| A block of data |

:::

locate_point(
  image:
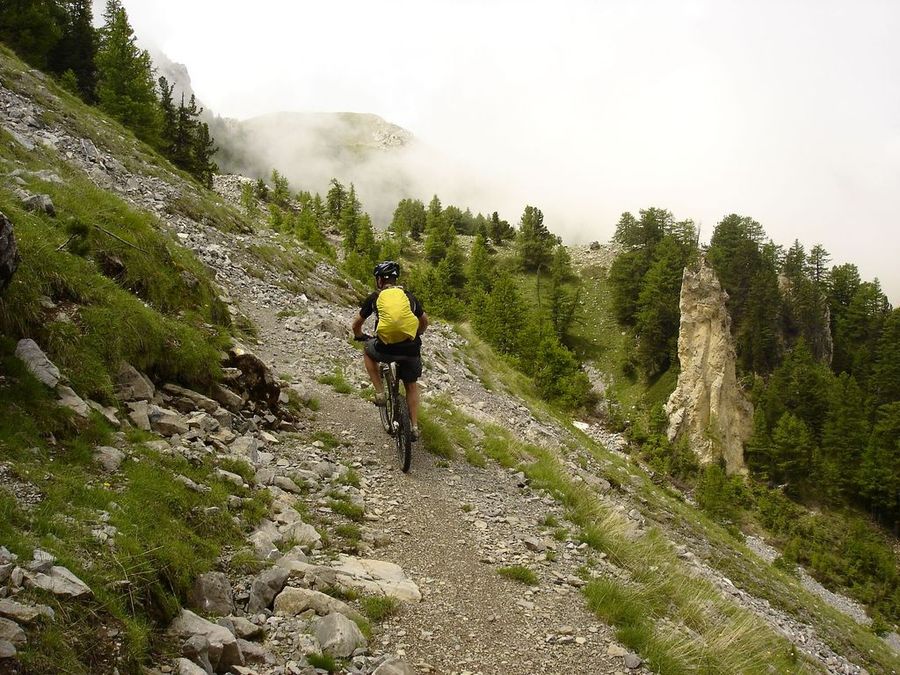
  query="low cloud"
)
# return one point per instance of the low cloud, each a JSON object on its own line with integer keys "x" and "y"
{"x": 786, "y": 112}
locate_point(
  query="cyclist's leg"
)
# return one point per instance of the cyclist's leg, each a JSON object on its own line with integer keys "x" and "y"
{"x": 409, "y": 369}
{"x": 412, "y": 400}
{"x": 371, "y": 357}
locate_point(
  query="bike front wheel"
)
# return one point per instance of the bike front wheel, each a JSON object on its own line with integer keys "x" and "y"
{"x": 404, "y": 435}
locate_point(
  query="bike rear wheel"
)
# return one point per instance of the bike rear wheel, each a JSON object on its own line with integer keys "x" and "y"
{"x": 404, "y": 434}
{"x": 387, "y": 412}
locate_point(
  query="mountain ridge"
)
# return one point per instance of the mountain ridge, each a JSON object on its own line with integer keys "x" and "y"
{"x": 532, "y": 491}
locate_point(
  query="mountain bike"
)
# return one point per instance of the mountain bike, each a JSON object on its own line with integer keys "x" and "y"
{"x": 395, "y": 413}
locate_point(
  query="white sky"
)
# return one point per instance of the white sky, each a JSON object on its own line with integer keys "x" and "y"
{"x": 786, "y": 111}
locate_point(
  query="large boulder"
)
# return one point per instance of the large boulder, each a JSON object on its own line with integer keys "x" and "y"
{"x": 59, "y": 581}
{"x": 377, "y": 577}
{"x": 69, "y": 399}
{"x": 40, "y": 204}
{"x": 37, "y": 362}
{"x": 265, "y": 587}
{"x": 293, "y": 601}
{"x": 224, "y": 651}
{"x": 708, "y": 406}
{"x": 166, "y": 422}
{"x": 256, "y": 377}
{"x": 187, "y": 400}
{"x": 132, "y": 385}
{"x": 9, "y": 252}
{"x": 339, "y": 636}
{"x": 212, "y": 594}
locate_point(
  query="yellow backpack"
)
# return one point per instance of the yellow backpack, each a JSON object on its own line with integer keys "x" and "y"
{"x": 396, "y": 321}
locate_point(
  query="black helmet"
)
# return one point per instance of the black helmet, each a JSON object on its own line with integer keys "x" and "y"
{"x": 387, "y": 269}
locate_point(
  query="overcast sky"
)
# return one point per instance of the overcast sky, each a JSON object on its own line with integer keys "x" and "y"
{"x": 788, "y": 112}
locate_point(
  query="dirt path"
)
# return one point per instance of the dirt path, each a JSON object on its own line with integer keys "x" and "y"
{"x": 451, "y": 527}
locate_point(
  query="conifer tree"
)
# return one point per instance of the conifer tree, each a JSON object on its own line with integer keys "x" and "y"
{"x": 76, "y": 50}
{"x": 439, "y": 234}
{"x": 409, "y": 218}
{"x": 500, "y": 230}
{"x": 534, "y": 242}
{"x": 350, "y": 213}
{"x": 32, "y": 28}
{"x": 504, "y": 314}
{"x": 125, "y": 86}
{"x": 334, "y": 200}
{"x": 480, "y": 269}
{"x": 281, "y": 193}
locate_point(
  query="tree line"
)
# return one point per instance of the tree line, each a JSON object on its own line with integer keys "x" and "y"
{"x": 106, "y": 68}
{"x": 818, "y": 346}
{"x": 523, "y": 305}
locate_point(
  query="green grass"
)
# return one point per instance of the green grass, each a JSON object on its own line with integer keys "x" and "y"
{"x": 326, "y": 438}
{"x": 351, "y": 477}
{"x": 433, "y": 437}
{"x": 379, "y": 607}
{"x": 519, "y": 573}
{"x": 346, "y": 509}
{"x": 337, "y": 381}
{"x": 324, "y": 662}
{"x": 149, "y": 302}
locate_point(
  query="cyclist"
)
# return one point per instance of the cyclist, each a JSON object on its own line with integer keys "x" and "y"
{"x": 400, "y": 321}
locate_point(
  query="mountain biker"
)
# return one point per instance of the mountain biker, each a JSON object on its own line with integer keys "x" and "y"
{"x": 400, "y": 321}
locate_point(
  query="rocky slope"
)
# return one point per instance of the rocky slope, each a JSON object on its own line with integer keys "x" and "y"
{"x": 342, "y": 530}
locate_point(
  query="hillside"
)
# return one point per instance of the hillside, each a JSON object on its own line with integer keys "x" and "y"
{"x": 237, "y": 467}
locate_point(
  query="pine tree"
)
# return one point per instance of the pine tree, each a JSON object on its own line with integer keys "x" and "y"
{"x": 845, "y": 430}
{"x": 76, "y": 50}
{"x": 879, "y": 471}
{"x": 439, "y": 235}
{"x": 886, "y": 368}
{"x": 657, "y": 318}
{"x": 334, "y": 200}
{"x": 480, "y": 269}
{"x": 409, "y": 219}
{"x": 793, "y": 449}
{"x": 125, "y": 86}
{"x": 504, "y": 313}
{"x": 817, "y": 267}
{"x": 169, "y": 117}
{"x": 32, "y": 28}
{"x": 500, "y": 230}
{"x": 534, "y": 241}
{"x": 281, "y": 192}
{"x": 348, "y": 224}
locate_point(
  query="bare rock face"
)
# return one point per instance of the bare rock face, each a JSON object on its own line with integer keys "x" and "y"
{"x": 708, "y": 406}
{"x": 9, "y": 252}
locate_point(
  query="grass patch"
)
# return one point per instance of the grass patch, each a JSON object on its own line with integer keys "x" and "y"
{"x": 346, "y": 509}
{"x": 433, "y": 436}
{"x": 380, "y": 607}
{"x": 324, "y": 662}
{"x": 337, "y": 381}
{"x": 519, "y": 573}
{"x": 327, "y": 439}
{"x": 148, "y": 302}
{"x": 351, "y": 477}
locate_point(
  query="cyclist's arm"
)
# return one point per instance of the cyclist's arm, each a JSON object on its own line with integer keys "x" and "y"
{"x": 357, "y": 325}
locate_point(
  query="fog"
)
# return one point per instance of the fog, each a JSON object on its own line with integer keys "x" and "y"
{"x": 788, "y": 112}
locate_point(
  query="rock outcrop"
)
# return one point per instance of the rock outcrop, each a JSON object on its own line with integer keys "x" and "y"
{"x": 708, "y": 406}
{"x": 9, "y": 252}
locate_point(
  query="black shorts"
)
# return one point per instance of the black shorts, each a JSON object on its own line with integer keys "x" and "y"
{"x": 409, "y": 367}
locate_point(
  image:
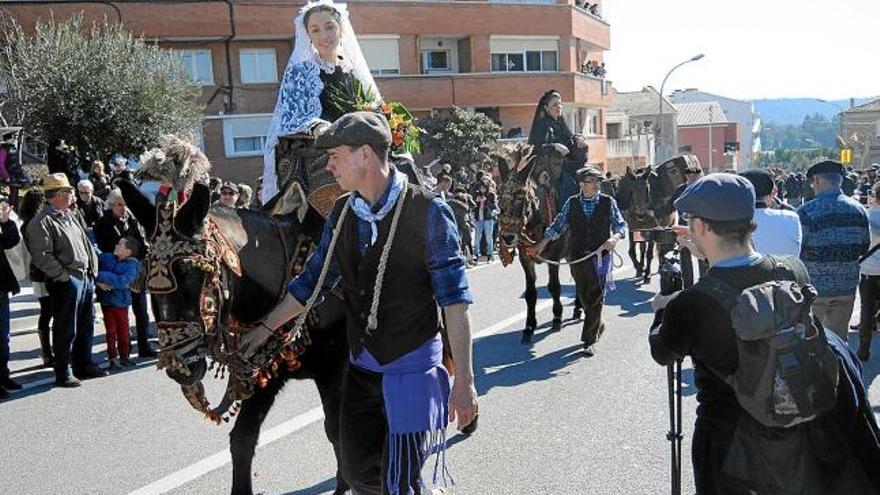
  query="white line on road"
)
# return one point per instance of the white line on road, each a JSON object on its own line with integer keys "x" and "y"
{"x": 220, "y": 459}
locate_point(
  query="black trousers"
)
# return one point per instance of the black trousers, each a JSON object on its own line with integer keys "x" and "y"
{"x": 363, "y": 436}
{"x": 590, "y": 293}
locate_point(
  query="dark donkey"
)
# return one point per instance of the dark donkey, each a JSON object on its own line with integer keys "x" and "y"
{"x": 645, "y": 199}
{"x": 528, "y": 204}
{"x": 212, "y": 273}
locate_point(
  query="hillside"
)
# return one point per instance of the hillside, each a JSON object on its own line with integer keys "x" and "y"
{"x": 793, "y": 110}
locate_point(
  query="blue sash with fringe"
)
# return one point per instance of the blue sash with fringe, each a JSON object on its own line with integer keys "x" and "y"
{"x": 416, "y": 392}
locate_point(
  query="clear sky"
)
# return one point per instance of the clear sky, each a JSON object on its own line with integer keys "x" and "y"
{"x": 754, "y": 48}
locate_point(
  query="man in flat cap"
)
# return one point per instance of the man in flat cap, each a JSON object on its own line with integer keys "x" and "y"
{"x": 60, "y": 248}
{"x": 394, "y": 250}
{"x": 228, "y": 194}
{"x": 778, "y": 231}
{"x": 595, "y": 226}
{"x": 720, "y": 209}
{"x": 835, "y": 235}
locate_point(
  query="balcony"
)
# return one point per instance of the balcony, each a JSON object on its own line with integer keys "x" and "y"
{"x": 425, "y": 92}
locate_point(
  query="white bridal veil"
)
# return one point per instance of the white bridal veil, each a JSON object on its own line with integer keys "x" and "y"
{"x": 299, "y": 104}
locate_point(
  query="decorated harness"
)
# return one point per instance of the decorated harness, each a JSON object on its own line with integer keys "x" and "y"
{"x": 217, "y": 333}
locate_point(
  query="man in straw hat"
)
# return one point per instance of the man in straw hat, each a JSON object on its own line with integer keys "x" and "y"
{"x": 394, "y": 250}
{"x": 60, "y": 248}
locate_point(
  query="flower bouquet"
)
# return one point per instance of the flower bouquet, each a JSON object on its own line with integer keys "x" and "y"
{"x": 354, "y": 97}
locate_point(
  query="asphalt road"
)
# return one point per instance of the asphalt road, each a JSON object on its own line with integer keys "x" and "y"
{"x": 552, "y": 421}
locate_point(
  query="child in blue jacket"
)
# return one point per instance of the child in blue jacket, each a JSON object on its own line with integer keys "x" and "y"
{"x": 116, "y": 273}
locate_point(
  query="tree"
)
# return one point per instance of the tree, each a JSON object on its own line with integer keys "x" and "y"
{"x": 100, "y": 89}
{"x": 464, "y": 139}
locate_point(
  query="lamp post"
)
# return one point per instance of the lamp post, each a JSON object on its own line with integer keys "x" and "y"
{"x": 660, "y": 118}
{"x": 842, "y": 120}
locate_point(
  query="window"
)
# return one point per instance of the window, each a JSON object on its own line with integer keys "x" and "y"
{"x": 382, "y": 54}
{"x": 507, "y": 62}
{"x": 541, "y": 61}
{"x": 524, "y": 54}
{"x": 437, "y": 60}
{"x": 258, "y": 66}
{"x": 613, "y": 130}
{"x": 198, "y": 65}
{"x": 593, "y": 121}
{"x": 245, "y": 136}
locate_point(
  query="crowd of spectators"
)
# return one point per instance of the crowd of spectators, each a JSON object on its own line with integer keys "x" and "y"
{"x": 593, "y": 68}
{"x": 81, "y": 244}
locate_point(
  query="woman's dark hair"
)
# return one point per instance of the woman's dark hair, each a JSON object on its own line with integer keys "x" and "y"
{"x": 536, "y": 133}
{"x": 31, "y": 204}
{"x": 732, "y": 231}
{"x": 322, "y": 8}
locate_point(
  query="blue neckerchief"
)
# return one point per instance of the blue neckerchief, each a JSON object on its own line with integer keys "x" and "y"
{"x": 750, "y": 259}
{"x": 364, "y": 210}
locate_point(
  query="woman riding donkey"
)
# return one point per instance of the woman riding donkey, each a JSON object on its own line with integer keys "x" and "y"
{"x": 326, "y": 77}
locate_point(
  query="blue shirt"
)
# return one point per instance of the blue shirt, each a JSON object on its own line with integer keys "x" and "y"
{"x": 443, "y": 258}
{"x": 835, "y": 235}
{"x": 588, "y": 205}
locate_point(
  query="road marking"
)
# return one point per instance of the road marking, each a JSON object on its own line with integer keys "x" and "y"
{"x": 220, "y": 459}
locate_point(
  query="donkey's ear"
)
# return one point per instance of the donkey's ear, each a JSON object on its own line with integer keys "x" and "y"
{"x": 139, "y": 205}
{"x": 191, "y": 215}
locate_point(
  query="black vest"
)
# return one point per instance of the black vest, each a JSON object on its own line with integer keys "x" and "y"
{"x": 588, "y": 234}
{"x": 407, "y": 314}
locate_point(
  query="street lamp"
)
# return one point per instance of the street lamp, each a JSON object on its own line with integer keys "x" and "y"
{"x": 842, "y": 120}
{"x": 660, "y": 118}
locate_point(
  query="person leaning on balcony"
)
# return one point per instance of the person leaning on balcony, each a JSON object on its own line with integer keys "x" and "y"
{"x": 548, "y": 129}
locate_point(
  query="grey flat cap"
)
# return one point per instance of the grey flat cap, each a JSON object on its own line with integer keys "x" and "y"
{"x": 721, "y": 197}
{"x": 826, "y": 167}
{"x": 356, "y": 129}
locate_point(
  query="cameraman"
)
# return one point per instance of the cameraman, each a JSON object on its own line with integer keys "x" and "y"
{"x": 836, "y": 449}
{"x": 720, "y": 210}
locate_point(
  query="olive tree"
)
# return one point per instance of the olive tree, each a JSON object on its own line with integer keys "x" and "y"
{"x": 97, "y": 87}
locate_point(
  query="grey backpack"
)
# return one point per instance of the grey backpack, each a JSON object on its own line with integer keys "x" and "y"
{"x": 787, "y": 373}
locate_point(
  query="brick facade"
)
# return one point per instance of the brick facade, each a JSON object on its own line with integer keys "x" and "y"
{"x": 264, "y": 24}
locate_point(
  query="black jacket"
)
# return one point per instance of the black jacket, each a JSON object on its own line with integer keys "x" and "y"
{"x": 9, "y": 238}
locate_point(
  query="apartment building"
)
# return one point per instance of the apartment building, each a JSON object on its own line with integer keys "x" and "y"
{"x": 704, "y": 130}
{"x": 492, "y": 57}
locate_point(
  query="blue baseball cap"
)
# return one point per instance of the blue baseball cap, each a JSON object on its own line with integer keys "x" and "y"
{"x": 722, "y": 197}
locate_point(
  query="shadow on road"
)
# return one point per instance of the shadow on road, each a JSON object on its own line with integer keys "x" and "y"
{"x": 326, "y": 486}
{"x": 515, "y": 362}
{"x": 631, "y": 297}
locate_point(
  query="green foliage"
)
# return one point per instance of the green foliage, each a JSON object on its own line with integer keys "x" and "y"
{"x": 98, "y": 87}
{"x": 463, "y": 139}
{"x": 797, "y": 159}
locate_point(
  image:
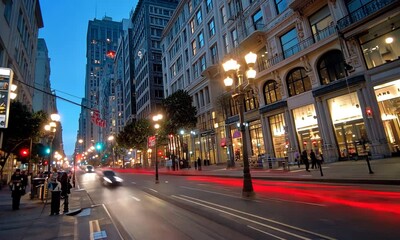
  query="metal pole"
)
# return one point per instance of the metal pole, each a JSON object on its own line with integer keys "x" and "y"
{"x": 247, "y": 191}
{"x": 30, "y": 157}
{"x": 155, "y": 149}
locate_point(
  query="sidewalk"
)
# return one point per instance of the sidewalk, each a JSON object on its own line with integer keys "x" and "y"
{"x": 385, "y": 171}
{"x": 32, "y": 221}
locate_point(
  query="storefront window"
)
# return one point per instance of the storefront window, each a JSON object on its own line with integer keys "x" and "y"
{"x": 306, "y": 123}
{"x": 380, "y": 43}
{"x": 256, "y": 137}
{"x": 237, "y": 145}
{"x": 277, "y": 126}
{"x": 351, "y": 135}
{"x": 388, "y": 96}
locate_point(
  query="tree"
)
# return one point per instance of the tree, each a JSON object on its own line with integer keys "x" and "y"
{"x": 23, "y": 126}
{"x": 180, "y": 115}
{"x": 179, "y": 111}
{"x": 135, "y": 135}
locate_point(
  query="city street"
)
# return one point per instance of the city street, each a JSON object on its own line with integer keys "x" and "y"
{"x": 204, "y": 207}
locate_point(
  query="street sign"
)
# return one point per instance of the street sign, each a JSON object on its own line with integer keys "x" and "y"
{"x": 6, "y": 77}
{"x": 152, "y": 141}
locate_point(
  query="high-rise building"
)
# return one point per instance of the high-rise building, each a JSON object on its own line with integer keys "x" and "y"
{"x": 148, "y": 21}
{"x": 19, "y": 26}
{"x": 327, "y": 76}
{"x": 102, "y": 42}
{"x": 43, "y": 97}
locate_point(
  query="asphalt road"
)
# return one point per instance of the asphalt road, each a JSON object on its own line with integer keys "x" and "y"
{"x": 196, "y": 207}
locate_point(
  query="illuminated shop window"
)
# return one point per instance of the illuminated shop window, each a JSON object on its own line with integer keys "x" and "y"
{"x": 380, "y": 44}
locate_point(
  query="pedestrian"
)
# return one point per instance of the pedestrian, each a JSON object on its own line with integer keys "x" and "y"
{"x": 199, "y": 163}
{"x": 304, "y": 158}
{"x": 55, "y": 198}
{"x": 65, "y": 190}
{"x": 297, "y": 158}
{"x": 52, "y": 180}
{"x": 313, "y": 158}
{"x": 17, "y": 188}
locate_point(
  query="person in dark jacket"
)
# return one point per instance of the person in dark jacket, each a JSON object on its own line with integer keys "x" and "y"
{"x": 313, "y": 158}
{"x": 17, "y": 188}
{"x": 304, "y": 159}
{"x": 199, "y": 163}
{"x": 65, "y": 189}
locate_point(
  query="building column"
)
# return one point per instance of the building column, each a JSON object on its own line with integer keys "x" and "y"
{"x": 376, "y": 133}
{"x": 290, "y": 135}
{"x": 329, "y": 147}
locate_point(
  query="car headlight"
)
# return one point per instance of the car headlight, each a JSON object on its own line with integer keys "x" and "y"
{"x": 118, "y": 179}
{"x": 107, "y": 179}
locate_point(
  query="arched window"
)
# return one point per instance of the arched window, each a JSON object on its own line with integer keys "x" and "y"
{"x": 331, "y": 67}
{"x": 298, "y": 81}
{"x": 250, "y": 101}
{"x": 272, "y": 92}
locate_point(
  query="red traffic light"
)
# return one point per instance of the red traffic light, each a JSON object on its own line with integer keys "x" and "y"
{"x": 368, "y": 111}
{"x": 24, "y": 152}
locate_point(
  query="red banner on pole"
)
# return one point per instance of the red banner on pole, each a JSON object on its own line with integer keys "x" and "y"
{"x": 96, "y": 119}
{"x": 152, "y": 141}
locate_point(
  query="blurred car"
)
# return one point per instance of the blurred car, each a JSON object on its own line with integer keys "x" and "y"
{"x": 109, "y": 178}
{"x": 89, "y": 168}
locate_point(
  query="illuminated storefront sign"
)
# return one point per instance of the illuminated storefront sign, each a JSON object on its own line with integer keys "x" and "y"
{"x": 6, "y": 76}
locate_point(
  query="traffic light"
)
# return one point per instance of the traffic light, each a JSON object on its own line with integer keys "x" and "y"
{"x": 24, "y": 152}
{"x": 98, "y": 146}
{"x": 368, "y": 111}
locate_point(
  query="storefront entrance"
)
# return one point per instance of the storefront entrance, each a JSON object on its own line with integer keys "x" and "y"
{"x": 388, "y": 97}
{"x": 350, "y": 132}
{"x": 351, "y": 139}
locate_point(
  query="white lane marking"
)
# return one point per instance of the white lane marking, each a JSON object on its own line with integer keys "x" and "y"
{"x": 222, "y": 194}
{"x": 291, "y": 201}
{"x": 266, "y": 233}
{"x": 152, "y": 190}
{"x": 137, "y": 199}
{"x": 113, "y": 222}
{"x": 196, "y": 201}
{"x": 269, "y": 199}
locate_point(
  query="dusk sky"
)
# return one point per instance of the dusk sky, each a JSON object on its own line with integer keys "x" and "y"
{"x": 65, "y": 28}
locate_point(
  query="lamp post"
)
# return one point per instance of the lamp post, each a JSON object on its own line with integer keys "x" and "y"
{"x": 235, "y": 80}
{"x": 111, "y": 139}
{"x": 156, "y": 118}
{"x": 51, "y": 128}
{"x": 80, "y": 141}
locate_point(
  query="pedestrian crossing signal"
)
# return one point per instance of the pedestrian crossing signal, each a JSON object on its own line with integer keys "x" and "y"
{"x": 368, "y": 111}
{"x": 24, "y": 152}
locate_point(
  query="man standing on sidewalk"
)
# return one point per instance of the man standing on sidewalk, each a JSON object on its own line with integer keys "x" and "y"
{"x": 17, "y": 187}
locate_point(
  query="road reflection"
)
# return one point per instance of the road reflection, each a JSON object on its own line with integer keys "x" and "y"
{"x": 353, "y": 196}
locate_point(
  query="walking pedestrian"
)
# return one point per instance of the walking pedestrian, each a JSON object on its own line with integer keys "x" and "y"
{"x": 199, "y": 163}
{"x": 297, "y": 158}
{"x": 65, "y": 190}
{"x": 17, "y": 188}
{"x": 304, "y": 159}
{"x": 52, "y": 180}
{"x": 313, "y": 158}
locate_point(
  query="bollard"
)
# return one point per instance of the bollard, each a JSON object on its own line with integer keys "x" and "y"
{"x": 369, "y": 166}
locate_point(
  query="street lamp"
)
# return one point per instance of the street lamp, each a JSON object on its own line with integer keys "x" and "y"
{"x": 111, "y": 139}
{"x": 156, "y": 118}
{"x": 51, "y": 129}
{"x": 235, "y": 80}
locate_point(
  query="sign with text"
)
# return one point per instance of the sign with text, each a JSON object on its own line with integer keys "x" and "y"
{"x": 152, "y": 141}
{"x": 6, "y": 76}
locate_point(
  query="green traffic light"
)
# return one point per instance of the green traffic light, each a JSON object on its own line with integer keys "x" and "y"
{"x": 98, "y": 146}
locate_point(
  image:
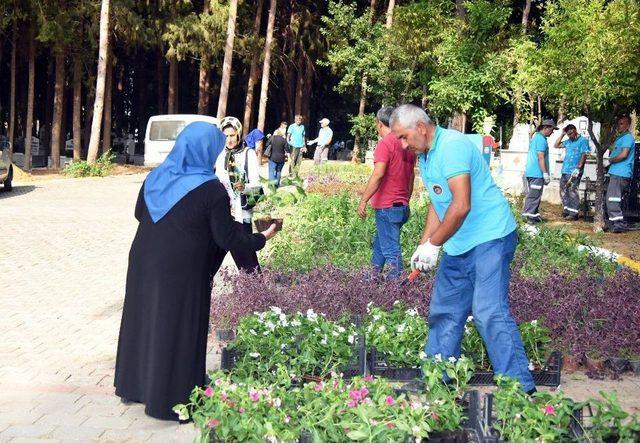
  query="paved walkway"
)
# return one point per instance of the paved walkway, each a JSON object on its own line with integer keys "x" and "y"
{"x": 62, "y": 273}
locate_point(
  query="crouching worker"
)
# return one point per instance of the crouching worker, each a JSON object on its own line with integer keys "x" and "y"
{"x": 470, "y": 218}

:::

| Problem to work on |
Report how many lines of the data above contain the string "patch", matching case exactly, and reply with the number alone.

| Output of the task |
2